Task goal:
Give back every line of the entries below, word for word and with nothing changed.
___ Record excerpts ___
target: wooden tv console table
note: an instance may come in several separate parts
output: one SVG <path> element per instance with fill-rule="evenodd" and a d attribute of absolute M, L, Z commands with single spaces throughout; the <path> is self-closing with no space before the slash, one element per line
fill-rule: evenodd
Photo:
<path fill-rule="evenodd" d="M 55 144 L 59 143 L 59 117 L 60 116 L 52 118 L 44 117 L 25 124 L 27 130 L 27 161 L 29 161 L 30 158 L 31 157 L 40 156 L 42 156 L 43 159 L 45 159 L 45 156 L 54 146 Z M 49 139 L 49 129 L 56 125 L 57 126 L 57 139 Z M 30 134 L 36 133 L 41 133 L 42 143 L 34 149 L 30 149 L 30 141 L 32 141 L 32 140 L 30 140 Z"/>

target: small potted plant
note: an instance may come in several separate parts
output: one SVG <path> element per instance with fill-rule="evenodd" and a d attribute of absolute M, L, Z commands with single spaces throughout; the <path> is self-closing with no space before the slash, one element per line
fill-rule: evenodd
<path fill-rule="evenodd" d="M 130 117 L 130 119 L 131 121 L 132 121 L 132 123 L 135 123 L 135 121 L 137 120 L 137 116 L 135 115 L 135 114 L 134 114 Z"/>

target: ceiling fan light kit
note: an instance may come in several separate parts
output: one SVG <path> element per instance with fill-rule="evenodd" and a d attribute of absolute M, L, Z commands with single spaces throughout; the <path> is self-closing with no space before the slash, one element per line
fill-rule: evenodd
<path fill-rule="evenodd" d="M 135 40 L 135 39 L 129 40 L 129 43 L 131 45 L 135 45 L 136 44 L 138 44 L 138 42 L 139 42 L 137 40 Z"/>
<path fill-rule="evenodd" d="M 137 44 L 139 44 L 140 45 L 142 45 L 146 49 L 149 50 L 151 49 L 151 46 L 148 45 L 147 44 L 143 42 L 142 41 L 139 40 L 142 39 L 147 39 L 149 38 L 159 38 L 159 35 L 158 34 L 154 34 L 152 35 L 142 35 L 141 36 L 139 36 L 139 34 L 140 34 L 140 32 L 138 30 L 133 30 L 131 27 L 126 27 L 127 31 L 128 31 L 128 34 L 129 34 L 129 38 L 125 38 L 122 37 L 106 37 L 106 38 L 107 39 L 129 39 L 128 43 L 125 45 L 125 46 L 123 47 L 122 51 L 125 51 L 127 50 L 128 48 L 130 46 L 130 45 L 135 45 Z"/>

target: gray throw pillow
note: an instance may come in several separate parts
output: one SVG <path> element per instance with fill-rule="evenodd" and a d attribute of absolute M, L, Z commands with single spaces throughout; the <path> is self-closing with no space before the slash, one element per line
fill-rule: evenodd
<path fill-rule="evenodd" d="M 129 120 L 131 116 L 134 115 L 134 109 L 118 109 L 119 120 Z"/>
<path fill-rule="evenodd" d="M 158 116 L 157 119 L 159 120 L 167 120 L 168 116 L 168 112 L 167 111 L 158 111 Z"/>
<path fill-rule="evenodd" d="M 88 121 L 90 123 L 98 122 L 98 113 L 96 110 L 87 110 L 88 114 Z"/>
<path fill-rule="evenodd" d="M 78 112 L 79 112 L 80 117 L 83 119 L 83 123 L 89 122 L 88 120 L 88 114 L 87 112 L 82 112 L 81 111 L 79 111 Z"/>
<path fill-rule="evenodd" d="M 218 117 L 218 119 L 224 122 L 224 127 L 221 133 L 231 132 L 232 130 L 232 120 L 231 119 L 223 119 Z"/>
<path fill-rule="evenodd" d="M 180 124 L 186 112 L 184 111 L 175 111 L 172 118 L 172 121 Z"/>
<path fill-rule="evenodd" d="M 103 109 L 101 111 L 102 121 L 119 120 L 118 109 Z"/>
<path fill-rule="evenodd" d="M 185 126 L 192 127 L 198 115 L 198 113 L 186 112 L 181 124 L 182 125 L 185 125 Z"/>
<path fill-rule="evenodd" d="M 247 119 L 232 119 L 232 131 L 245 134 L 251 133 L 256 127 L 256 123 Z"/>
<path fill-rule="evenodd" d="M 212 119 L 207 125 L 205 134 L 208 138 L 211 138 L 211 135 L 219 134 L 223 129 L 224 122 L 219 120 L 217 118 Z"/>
___
Worked answer:
target: wooden tv console table
note: an instance may come in several separate parts
output: one SVG <path> element per instance with fill-rule="evenodd" and a d attribute of absolute M, L, Z commands with single spaces throughout; the <path> is self-closing with no space before the slash, one element per line
fill-rule: evenodd
Photo:
<path fill-rule="evenodd" d="M 55 144 L 59 143 L 59 117 L 60 116 L 52 118 L 44 117 L 25 124 L 27 130 L 27 161 L 29 161 L 30 158 L 31 157 L 40 156 L 42 156 L 43 159 L 45 159 L 45 156 L 54 146 Z M 49 139 L 49 129 L 56 125 L 57 126 L 57 139 Z M 30 134 L 36 133 L 41 133 L 42 143 L 34 149 L 30 149 L 30 141 L 32 141 L 32 140 L 30 140 Z"/>

target: small potted plant
note: an instance may come in several separate parts
output: one SVG <path> element per instance with fill-rule="evenodd" and a d attribute of absolute M, L, Z commands with single spaces throughout; the <path> is self-closing with no space before the slash, one element per line
fill-rule: evenodd
<path fill-rule="evenodd" d="M 130 117 L 130 119 L 131 121 L 132 121 L 132 123 L 135 123 L 135 121 L 137 120 L 137 116 L 135 115 L 135 114 L 134 114 Z"/>

target: ceiling fan light kit
note: an instance may come in several separate parts
output: one SVG <path> element per instance with fill-rule="evenodd" and a d attribute of absolute M, L, Z commands with single spaces throughout; the <path> is self-closing with no space before the slash, one element per line
fill-rule: evenodd
<path fill-rule="evenodd" d="M 135 40 L 135 39 L 129 40 L 129 43 L 131 45 L 135 45 L 136 44 L 138 44 L 138 42 L 139 42 L 137 40 Z"/>
<path fill-rule="evenodd" d="M 137 44 L 139 44 L 140 45 L 142 45 L 146 49 L 149 50 L 151 49 L 151 46 L 148 45 L 147 44 L 143 42 L 142 41 L 139 40 L 142 39 L 147 39 L 149 38 L 159 38 L 159 35 L 158 34 L 154 34 L 152 35 L 142 35 L 141 36 L 139 36 L 139 34 L 140 34 L 140 32 L 138 30 L 133 30 L 131 27 L 126 27 L 127 31 L 128 31 L 128 34 L 129 34 L 129 38 L 125 38 L 122 37 L 106 37 L 106 38 L 107 39 L 129 39 L 128 43 L 125 45 L 125 46 L 123 47 L 122 51 L 125 51 L 127 50 L 128 48 L 130 46 L 130 45 L 135 45 Z"/>

target: gray throw pillow
note: an instance may come in several separate parts
output: one SVG <path> element per instance with fill-rule="evenodd" and a d attribute of absolute M, L, Z commands with single spaces throughout; the <path> is self-closing with no space before the slash, one element per line
fill-rule: evenodd
<path fill-rule="evenodd" d="M 129 120 L 131 116 L 134 115 L 134 109 L 118 109 L 119 120 Z"/>
<path fill-rule="evenodd" d="M 158 116 L 157 119 L 159 120 L 167 120 L 168 116 L 168 112 L 167 111 L 158 111 Z"/>
<path fill-rule="evenodd" d="M 88 121 L 90 123 L 98 122 L 98 113 L 96 110 L 87 110 L 88 114 Z"/>
<path fill-rule="evenodd" d="M 78 112 L 79 112 L 80 117 L 83 119 L 83 123 L 89 122 L 88 120 L 88 114 L 87 112 L 82 112 L 81 111 L 79 111 Z"/>
<path fill-rule="evenodd" d="M 218 117 L 218 119 L 224 122 L 224 127 L 221 133 L 231 132 L 232 130 L 232 120 L 231 119 L 223 119 Z"/>
<path fill-rule="evenodd" d="M 180 124 L 186 112 L 184 111 L 175 111 L 172 118 L 172 121 Z"/>
<path fill-rule="evenodd" d="M 103 109 L 101 111 L 102 121 L 119 120 L 118 109 Z"/>
<path fill-rule="evenodd" d="M 185 126 L 192 127 L 198 115 L 198 113 L 186 112 L 181 124 L 182 125 L 185 125 Z"/>
<path fill-rule="evenodd" d="M 247 119 L 232 119 L 232 131 L 245 134 L 251 133 L 256 127 L 256 123 Z"/>
<path fill-rule="evenodd" d="M 212 119 L 207 125 L 205 134 L 208 138 L 211 138 L 211 135 L 219 134 L 223 129 L 224 122 L 219 120 L 217 118 Z"/>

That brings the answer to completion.